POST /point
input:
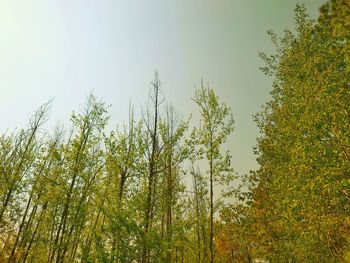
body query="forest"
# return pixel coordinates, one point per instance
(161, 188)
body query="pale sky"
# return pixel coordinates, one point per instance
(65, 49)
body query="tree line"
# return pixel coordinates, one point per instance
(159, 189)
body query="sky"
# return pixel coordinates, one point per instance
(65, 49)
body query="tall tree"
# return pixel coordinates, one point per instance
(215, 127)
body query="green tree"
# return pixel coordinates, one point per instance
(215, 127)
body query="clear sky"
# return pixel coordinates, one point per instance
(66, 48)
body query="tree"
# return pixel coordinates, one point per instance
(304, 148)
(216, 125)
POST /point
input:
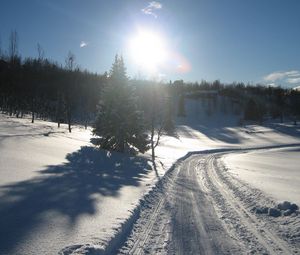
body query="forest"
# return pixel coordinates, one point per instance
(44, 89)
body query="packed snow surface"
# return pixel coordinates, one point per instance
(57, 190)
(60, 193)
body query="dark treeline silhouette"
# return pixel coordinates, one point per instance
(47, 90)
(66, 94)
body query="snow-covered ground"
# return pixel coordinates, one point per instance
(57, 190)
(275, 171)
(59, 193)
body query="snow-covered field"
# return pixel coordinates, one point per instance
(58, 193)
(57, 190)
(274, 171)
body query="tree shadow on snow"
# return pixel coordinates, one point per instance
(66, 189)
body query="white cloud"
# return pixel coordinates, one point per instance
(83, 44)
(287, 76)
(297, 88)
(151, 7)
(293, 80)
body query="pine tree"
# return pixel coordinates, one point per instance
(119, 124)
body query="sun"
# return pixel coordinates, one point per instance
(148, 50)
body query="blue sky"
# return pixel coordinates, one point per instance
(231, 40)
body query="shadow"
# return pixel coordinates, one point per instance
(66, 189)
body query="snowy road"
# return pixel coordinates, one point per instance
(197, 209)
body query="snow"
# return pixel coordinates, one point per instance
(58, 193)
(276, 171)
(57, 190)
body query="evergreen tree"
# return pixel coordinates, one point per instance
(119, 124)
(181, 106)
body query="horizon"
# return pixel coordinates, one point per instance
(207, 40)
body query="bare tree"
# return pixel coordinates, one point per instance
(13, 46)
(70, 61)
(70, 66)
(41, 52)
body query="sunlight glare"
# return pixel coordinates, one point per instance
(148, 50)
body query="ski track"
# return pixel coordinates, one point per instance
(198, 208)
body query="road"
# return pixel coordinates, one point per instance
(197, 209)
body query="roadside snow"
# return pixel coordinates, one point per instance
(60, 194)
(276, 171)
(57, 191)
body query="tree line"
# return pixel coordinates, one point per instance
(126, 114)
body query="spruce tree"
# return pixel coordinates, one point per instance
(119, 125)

...

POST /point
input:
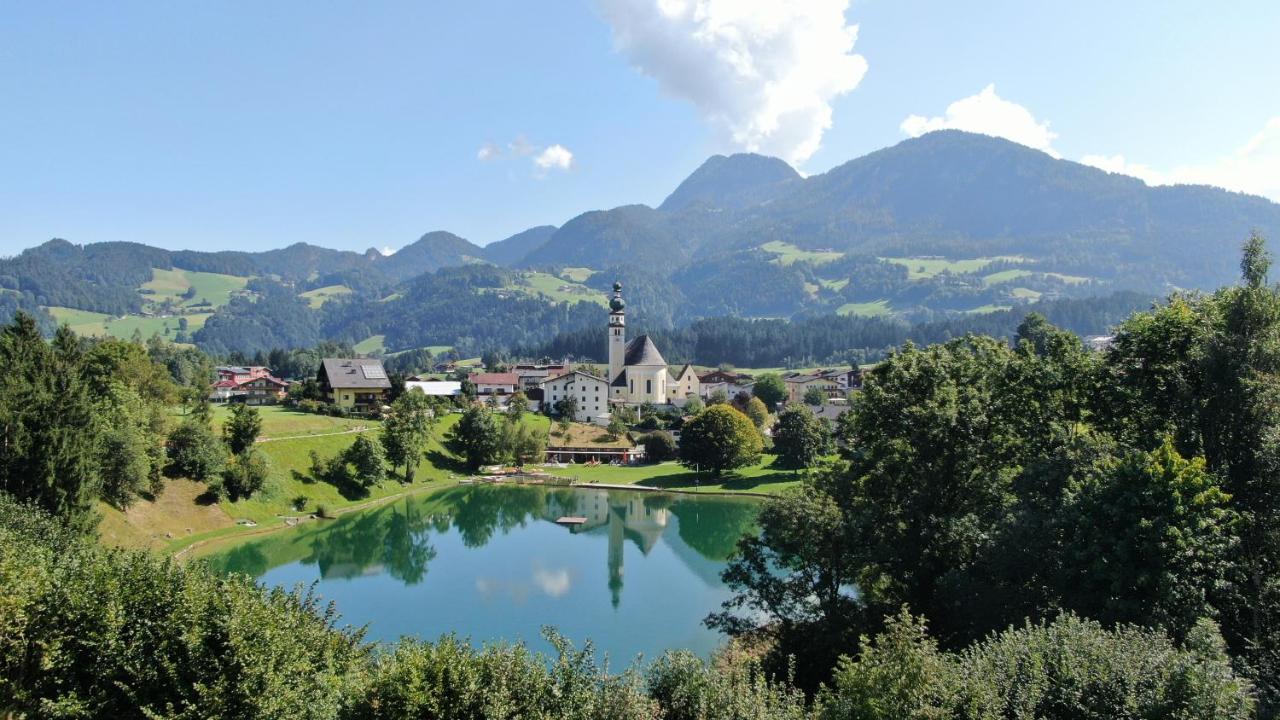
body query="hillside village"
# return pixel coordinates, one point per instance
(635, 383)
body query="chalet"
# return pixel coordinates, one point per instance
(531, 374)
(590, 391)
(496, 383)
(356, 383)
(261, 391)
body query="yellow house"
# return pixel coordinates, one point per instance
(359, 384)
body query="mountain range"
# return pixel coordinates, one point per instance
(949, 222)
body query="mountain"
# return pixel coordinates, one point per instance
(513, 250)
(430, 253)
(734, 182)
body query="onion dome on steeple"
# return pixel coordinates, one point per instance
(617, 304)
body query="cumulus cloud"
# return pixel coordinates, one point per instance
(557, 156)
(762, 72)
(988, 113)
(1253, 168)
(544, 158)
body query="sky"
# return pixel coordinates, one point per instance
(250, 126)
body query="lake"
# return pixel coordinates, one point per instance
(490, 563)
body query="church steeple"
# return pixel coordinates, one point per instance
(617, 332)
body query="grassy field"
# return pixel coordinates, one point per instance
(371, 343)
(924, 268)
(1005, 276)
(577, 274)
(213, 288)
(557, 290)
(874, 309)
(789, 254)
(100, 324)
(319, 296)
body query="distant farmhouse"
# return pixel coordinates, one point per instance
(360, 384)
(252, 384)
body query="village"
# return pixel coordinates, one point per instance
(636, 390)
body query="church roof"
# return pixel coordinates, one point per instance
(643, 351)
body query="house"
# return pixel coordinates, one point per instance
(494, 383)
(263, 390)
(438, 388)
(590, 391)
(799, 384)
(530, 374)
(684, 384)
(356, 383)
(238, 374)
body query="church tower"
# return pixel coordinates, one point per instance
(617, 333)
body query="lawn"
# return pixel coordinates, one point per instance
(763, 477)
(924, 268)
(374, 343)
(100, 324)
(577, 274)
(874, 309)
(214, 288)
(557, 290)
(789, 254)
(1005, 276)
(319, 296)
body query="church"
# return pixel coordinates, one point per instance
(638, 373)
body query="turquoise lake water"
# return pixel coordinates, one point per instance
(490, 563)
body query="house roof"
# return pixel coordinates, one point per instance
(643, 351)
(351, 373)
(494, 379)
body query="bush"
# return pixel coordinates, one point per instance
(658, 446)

---

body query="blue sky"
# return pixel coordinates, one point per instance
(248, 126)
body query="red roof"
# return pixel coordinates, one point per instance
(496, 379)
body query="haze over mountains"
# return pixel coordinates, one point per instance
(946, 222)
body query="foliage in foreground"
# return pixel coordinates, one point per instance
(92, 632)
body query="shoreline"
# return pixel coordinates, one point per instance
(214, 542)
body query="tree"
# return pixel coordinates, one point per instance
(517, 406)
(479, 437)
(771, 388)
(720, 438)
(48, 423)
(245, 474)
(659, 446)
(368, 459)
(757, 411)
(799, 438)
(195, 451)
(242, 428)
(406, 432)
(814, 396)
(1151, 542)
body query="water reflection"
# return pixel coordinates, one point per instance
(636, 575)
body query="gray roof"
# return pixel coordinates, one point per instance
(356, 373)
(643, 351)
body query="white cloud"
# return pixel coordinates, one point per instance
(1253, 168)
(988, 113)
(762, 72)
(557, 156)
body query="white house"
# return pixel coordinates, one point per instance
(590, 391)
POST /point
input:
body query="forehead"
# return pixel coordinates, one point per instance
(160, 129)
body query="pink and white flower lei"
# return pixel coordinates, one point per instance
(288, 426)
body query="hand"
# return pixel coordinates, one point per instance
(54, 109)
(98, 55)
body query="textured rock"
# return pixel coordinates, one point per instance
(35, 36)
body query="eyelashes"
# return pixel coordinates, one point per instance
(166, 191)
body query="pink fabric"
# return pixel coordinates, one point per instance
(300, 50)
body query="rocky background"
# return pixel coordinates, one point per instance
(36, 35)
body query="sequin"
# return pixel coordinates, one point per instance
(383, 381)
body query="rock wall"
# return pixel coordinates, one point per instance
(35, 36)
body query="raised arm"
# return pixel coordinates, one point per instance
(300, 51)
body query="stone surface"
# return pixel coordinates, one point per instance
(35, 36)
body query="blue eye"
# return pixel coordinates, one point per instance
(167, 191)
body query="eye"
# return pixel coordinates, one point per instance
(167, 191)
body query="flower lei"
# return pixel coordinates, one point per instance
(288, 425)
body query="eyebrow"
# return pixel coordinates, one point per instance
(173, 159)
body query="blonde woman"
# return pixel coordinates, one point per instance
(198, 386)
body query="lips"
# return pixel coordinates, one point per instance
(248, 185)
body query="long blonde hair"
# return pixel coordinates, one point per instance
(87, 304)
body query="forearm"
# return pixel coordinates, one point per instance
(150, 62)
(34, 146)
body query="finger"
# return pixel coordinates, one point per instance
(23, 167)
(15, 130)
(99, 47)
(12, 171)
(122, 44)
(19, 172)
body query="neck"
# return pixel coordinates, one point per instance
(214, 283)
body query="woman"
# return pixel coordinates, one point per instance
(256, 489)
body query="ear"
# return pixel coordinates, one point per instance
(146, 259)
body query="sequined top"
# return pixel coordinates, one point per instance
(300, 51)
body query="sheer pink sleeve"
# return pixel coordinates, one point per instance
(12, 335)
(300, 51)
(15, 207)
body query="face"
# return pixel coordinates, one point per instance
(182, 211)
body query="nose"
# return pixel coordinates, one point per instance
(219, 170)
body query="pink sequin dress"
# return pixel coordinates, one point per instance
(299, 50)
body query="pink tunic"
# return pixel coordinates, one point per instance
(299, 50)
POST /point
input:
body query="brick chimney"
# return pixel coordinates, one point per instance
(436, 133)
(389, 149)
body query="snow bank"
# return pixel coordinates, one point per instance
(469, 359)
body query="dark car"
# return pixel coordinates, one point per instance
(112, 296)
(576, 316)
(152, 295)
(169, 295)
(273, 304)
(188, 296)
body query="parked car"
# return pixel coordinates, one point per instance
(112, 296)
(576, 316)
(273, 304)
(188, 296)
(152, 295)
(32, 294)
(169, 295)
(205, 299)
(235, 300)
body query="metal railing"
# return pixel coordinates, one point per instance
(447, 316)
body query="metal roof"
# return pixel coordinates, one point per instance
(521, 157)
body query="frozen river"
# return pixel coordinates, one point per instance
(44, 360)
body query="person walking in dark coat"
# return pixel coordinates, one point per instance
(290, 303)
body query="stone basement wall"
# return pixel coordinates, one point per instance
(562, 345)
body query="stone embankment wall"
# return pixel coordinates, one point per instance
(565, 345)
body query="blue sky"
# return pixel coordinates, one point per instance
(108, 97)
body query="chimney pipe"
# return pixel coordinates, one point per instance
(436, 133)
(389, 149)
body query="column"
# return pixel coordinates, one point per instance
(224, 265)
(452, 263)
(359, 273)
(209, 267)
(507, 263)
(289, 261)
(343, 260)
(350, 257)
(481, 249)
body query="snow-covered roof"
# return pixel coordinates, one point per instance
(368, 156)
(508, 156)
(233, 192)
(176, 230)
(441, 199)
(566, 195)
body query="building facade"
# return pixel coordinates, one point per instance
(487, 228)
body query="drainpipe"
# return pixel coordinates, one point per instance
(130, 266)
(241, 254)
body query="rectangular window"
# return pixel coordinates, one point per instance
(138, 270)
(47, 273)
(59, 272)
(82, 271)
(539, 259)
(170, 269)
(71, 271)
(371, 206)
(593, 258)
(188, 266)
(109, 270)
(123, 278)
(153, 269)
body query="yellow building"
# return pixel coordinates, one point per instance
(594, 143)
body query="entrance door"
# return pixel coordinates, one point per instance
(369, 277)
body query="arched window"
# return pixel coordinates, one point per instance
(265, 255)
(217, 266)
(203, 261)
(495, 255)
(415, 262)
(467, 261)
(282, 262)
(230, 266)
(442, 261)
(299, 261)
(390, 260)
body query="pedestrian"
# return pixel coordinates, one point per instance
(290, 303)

TASK DESCRIPTION: Pick every line of the data that includes the string "church".

TASK SOLUTION:
body query="church steeple"
body query="church roof"
body query="church tower"
body query="church"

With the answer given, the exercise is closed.